▶ EXTRACTED INFORMATION

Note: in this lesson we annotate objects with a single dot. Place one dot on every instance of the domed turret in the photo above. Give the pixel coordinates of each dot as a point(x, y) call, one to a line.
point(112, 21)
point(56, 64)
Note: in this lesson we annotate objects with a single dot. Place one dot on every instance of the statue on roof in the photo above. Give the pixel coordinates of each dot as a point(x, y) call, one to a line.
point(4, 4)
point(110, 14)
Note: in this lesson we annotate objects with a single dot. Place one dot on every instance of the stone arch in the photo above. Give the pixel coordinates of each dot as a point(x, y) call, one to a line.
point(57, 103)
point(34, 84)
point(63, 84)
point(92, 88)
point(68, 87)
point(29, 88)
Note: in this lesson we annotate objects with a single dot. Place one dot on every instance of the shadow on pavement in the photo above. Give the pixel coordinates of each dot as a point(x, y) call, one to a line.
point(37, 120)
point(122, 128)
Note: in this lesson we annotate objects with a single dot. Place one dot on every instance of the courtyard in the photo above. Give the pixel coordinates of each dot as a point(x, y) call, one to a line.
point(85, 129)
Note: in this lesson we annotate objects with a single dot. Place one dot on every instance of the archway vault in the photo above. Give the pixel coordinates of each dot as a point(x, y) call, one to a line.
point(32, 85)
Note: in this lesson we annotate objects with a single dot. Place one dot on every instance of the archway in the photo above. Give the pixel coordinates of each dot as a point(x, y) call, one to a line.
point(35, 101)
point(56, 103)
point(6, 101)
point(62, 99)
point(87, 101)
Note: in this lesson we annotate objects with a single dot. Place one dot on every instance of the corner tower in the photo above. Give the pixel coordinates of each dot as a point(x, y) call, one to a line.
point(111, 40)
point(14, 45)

==

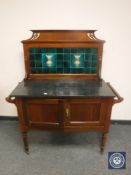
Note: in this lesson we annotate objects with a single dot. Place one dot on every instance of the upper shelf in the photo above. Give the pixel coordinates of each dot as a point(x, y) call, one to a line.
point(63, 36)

▶ GOAL
Rename "courtyard" to "plaza" in the material starting at the line containing "of the courtyard" and ending at the line containing "point(85, 129)", leaving everything else unchanged. Reproduce only those lines.

▶ EXERCISE SOLUTION
Note: in this lesson we annotate objects with a single dot. Place one dot on every instance of the plaza in the photo above. Give the pixel coordinates of each dot as a point(x, y) call, one to a line.
point(85, 129)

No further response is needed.